>> BEGIN GIVEN RECORDS
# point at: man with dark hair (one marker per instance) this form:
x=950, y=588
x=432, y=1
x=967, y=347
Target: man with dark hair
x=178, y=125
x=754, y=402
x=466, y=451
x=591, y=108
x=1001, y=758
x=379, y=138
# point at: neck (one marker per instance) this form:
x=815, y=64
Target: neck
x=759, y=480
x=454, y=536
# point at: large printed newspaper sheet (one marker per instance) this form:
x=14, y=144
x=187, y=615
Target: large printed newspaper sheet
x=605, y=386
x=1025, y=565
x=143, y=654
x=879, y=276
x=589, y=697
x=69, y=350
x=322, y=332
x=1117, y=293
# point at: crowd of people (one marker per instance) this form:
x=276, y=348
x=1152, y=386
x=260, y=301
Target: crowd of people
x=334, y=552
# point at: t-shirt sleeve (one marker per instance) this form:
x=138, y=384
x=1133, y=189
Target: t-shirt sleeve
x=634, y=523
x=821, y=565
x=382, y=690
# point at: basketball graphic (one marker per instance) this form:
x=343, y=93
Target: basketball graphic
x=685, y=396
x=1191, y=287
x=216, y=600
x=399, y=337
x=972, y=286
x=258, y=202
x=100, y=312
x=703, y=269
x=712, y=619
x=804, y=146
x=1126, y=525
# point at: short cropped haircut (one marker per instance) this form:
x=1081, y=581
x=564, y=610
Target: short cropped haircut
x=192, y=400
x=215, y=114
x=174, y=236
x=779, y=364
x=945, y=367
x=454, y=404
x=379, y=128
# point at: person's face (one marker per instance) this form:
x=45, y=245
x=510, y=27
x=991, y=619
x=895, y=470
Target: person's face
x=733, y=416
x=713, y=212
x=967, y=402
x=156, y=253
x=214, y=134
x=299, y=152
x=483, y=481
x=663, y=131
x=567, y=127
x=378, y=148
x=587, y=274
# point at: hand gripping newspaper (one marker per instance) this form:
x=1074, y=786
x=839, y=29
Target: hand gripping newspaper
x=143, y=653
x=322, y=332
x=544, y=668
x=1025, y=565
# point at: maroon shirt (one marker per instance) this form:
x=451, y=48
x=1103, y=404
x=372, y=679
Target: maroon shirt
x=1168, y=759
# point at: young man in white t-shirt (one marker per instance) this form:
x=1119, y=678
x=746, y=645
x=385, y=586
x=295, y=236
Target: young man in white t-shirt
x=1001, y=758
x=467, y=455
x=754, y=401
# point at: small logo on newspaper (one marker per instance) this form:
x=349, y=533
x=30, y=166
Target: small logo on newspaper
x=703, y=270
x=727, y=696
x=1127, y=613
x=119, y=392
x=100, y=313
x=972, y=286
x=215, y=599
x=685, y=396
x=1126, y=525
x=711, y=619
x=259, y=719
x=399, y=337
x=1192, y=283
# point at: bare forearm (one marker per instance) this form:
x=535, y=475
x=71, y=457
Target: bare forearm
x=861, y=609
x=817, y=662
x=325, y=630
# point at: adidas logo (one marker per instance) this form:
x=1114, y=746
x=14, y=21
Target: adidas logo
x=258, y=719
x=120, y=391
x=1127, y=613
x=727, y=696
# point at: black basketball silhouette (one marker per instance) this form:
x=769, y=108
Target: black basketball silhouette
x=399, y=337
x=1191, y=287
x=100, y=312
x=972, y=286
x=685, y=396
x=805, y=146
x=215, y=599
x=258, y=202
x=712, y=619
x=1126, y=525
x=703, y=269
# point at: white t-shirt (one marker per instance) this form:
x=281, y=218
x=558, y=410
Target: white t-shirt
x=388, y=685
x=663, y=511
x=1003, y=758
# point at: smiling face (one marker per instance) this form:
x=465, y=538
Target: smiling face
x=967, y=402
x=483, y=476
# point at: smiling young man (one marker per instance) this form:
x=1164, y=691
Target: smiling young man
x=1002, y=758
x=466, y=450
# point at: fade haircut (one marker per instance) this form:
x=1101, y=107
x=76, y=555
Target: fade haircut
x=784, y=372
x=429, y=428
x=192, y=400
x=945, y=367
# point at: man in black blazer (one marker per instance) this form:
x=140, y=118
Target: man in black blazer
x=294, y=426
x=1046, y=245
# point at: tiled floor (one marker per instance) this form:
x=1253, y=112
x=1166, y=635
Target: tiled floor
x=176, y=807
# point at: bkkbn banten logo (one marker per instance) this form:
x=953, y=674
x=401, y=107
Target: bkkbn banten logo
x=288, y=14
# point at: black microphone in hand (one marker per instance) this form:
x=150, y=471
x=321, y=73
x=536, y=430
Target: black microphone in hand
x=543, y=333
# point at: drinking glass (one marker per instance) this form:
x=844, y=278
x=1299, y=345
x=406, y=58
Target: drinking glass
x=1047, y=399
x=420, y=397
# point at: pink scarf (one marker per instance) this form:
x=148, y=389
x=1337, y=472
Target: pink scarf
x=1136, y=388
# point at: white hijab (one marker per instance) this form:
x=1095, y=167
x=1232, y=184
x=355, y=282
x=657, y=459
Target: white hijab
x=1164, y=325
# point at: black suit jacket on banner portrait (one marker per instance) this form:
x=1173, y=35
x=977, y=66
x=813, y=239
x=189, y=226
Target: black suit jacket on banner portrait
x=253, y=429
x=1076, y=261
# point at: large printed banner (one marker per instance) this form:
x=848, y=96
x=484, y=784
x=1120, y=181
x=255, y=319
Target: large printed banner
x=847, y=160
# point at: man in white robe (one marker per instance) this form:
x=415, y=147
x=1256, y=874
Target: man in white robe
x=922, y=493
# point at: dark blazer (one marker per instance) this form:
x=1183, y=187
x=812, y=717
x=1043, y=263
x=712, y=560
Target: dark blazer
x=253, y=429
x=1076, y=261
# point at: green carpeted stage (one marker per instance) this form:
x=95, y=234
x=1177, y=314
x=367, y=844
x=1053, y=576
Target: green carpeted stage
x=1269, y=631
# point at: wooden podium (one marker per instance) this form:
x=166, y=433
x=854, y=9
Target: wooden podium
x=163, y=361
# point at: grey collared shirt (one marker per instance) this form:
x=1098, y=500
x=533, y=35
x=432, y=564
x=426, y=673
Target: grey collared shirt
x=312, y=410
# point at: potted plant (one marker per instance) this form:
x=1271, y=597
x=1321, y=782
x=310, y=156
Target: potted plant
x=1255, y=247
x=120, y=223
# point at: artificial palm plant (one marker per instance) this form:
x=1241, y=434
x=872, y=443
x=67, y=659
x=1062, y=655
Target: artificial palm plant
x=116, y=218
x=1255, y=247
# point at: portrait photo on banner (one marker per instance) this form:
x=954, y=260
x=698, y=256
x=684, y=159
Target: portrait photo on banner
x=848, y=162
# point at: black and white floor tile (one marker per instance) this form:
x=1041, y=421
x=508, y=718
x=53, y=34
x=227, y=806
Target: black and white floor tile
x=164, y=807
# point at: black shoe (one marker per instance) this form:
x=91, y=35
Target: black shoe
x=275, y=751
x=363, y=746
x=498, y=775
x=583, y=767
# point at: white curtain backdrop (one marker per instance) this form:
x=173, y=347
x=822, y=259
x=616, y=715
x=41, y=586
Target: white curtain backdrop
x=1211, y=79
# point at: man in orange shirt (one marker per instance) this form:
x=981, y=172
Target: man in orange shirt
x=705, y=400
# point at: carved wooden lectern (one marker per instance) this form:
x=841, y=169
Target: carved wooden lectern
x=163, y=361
>> END GIVEN RECORDS
• [WHAT IS BEING ASKED] Write out every one of these lines exactly, without changing any character.

• [COMPLETED EXERCISE]
# point at: man with dark hair (one marker per instance) this form:
x=950, y=588
x=432, y=1
x=967, y=347
Target: man with dark hair
x=178, y=125
x=754, y=402
x=466, y=451
x=591, y=108
x=1001, y=758
x=379, y=138
# point at: neck (one marker per instance) this form:
x=815, y=64
Target: neck
x=759, y=480
x=454, y=536
# point at: large printed newspaper sheet (one marker per instance) this form:
x=14, y=144
x=187, y=615
Target: large printed newspaper sheet
x=605, y=386
x=1025, y=565
x=143, y=654
x=879, y=276
x=589, y=697
x=69, y=350
x=322, y=332
x=1117, y=293
# point at: crowd of people (one marker per instance) this form:
x=276, y=348
x=1152, y=386
x=260, y=301
Target: crowd of people
x=334, y=552
# point at: t-shirt sleeve (one marker per instance) this form:
x=138, y=384
x=1133, y=189
Target: t-shirt sleeve
x=634, y=523
x=821, y=565
x=382, y=690
# point at: basketball graphic (one marker per instance) this form:
x=343, y=93
Target: basketball graphic
x=685, y=396
x=1191, y=287
x=216, y=600
x=399, y=337
x=972, y=286
x=258, y=202
x=100, y=312
x=703, y=269
x=712, y=619
x=804, y=146
x=1126, y=525
# point at: short cropped haircut (one marker per instance) this form:
x=1081, y=581
x=564, y=610
Target: short cropped haircut
x=192, y=400
x=215, y=114
x=174, y=236
x=779, y=364
x=945, y=367
x=454, y=404
x=379, y=128
# point at: person's face (one marker per instance) this form:
x=45, y=245
x=510, y=27
x=991, y=619
x=895, y=470
Target: person's face
x=733, y=416
x=713, y=212
x=967, y=402
x=156, y=253
x=214, y=134
x=299, y=152
x=483, y=481
x=663, y=131
x=567, y=127
x=378, y=148
x=587, y=274
# point at: hand gripping newspaper (one marker per instance) this form:
x=1074, y=786
x=839, y=29
Target: hand gripping newspaper
x=143, y=653
x=322, y=332
x=544, y=668
x=1025, y=565
# point at: maroon shirt (one marker per instance) this form:
x=451, y=48
x=1103, y=404
x=372, y=679
Target: maroon shirt
x=1168, y=759
# point at: young man in white t-shirt (one marker per instance) this form:
x=1119, y=678
x=746, y=645
x=385, y=586
x=295, y=236
Target: young man in white t-shirt
x=1001, y=758
x=467, y=455
x=754, y=401
# point at: small logo on newspaper (one marker per instance) this form:
x=349, y=533
x=30, y=166
Target: small logo on newspaper
x=703, y=270
x=727, y=696
x=1127, y=613
x=119, y=392
x=100, y=313
x=972, y=286
x=215, y=599
x=685, y=396
x=1126, y=525
x=711, y=619
x=259, y=719
x=399, y=337
x=1192, y=283
# point at: bare forearm (one marker per instance) this form:
x=535, y=475
x=71, y=457
Target: bare forearm
x=861, y=609
x=817, y=662
x=325, y=630
# point at: adidas logo (one marker per instance) this form:
x=1114, y=746
x=14, y=21
Target: adidas logo
x=258, y=719
x=120, y=391
x=1127, y=613
x=727, y=696
# point at: black basketball silhouette (one marker per instance) this form:
x=769, y=108
Target: black basketball silhouette
x=399, y=337
x=1191, y=287
x=100, y=312
x=972, y=286
x=685, y=396
x=805, y=146
x=215, y=599
x=258, y=202
x=712, y=619
x=1126, y=525
x=703, y=269
# point at: white t-shirt (one marker per instance) this form:
x=281, y=218
x=558, y=410
Target: white t-shirt
x=388, y=685
x=663, y=511
x=1003, y=758
# point at: smiling face (one marker per instance) this form:
x=465, y=538
Target: smiling face
x=967, y=402
x=483, y=476
# point at: smiling young man (one marker per instance) this form:
x=1164, y=691
Target: smiling young man
x=1002, y=758
x=466, y=450
# point at: fade haircut (one marker per instance) this form:
x=1101, y=107
x=76, y=555
Target: fade haircut
x=784, y=372
x=429, y=428
x=192, y=400
x=945, y=367
# point at: man in black blazer (one marker per instance) this form:
x=140, y=118
Target: man in black blazer
x=294, y=426
x=1046, y=245
# point at: tiled floor (one marker per instance) this form:
x=1253, y=112
x=1166, y=635
Target: tiled floor
x=176, y=807
# point at: bkkbn banten logo (one marker per instance) this form:
x=953, y=674
x=401, y=107
Target: bkkbn banten logo
x=288, y=14
# point at: black microphone in hand (one marker per instance) this form:
x=150, y=471
x=321, y=73
x=536, y=430
Target: black microphone in hand
x=543, y=333
# point at: drinking glass (one marker per instance) this form:
x=844, y=278
x=1299, y=345
x=406, y=58
Target: drinking glass
x=1047, y=399
x=420, y=397
# point at: pink scarf (one marker per instance) this form:
x=148, y=389
x=1337, y=472
Target: pink scarf
x=1136, y=388
# point at: white hijab (one marker per instance) this form:
x=1095, y=167
x=1232, y=184
x=355, y=282
x=657, y=459
Target: white hijab
x=1164, y=325
# point at: black suit jacket on banner portrait (one marker per instance) this form:
x=1173, y=35
x=977, y=66
x=813, y=239
x=189, y=226
Target: black suit jacket on banner portrait
x=253, y=429
x=1076, y=261
# point at: large printed banner (one marker per instance) this form:
x=848, y=96
x=484, y=784
x=1120, y=181
x=255, y=319
Target: large printed banner
x=847, y=160
# point at: man in white robe (one marker per instance) this form:
x=415, y=147
x=1256, y=874
Target: man in white robe
x=922, y=493
# point at: dark blazer (one marker per instance) this form:
x=1183, y=187
x=812, y=717
x=1043, y=263
x=712, y=560
Target: dark blazer
x=253, y=429
x=1076, y=261
# point at: green carpeted stage (one marker per instance) this form:
x=95, y=234
x=1177, y=314
x=367, y=844
x=1053, y=576
Target: green carpeted stage
x=1269, y=631
# point at: wooden podium (one marker per instance) this form:
x=166, y=433
x=854, y=9
Target: wooden podium
x=163, y=361
# point at: grey collared shirt (one marker per instance) this form:
x=1098, y=500
x=533, y=35
x=432, y=564
x=426, y=673
Target: grey collared shirt
x=312, y=410
# point at: potted plant (one marker per instance) this form:
x=1271, y=597
x=1321, y=782
x=310, y=156
Target: potted plant
x=1255, y=247
x=120, y=223
# point at: artificial palm plant (one marker per instance) this form:
x=1241, y=434
x=872, y=443
x=67, y=659
x=1062, y=655
Target: artificial palm plant
x=116, y=218
x=1255, y=247
# point at: portrait photo on banner (one marker per instance) this form:
x=954, y=260
x=698, y=256
x=684, y=159
Target: portrait photo on banner
x=848, y=162
# point at: black and white floor tile (one marker per instance) this form:
x=1041, y=421
x=508, y=718
x=53, y=34
x=227, y=806
Target: black and white floor tile
x=164, y=807
# point at: black shoe (one marker per instance) this form:
x=91, y=35
Target: black shoe
x=275, y=751
x=363, y=746
x=498, y=775
x=583, y=767
# point at: white curtain backdrop (one marker per instance) this form:
x=173, y=347
x=822, y=259
x=616, y=715
x=41, y=586
Target: white curtain backdrop
x=1211, y=79
# point at: man in orange shirt (one marker per instance) this form:
x=981, y=172
Target: man in orange shirt
x=705, y=400
# point at: carved wooden lectern (one marker per instance) this form:
x=841, y=169
Target: carved wooden lectern
x=163, y=361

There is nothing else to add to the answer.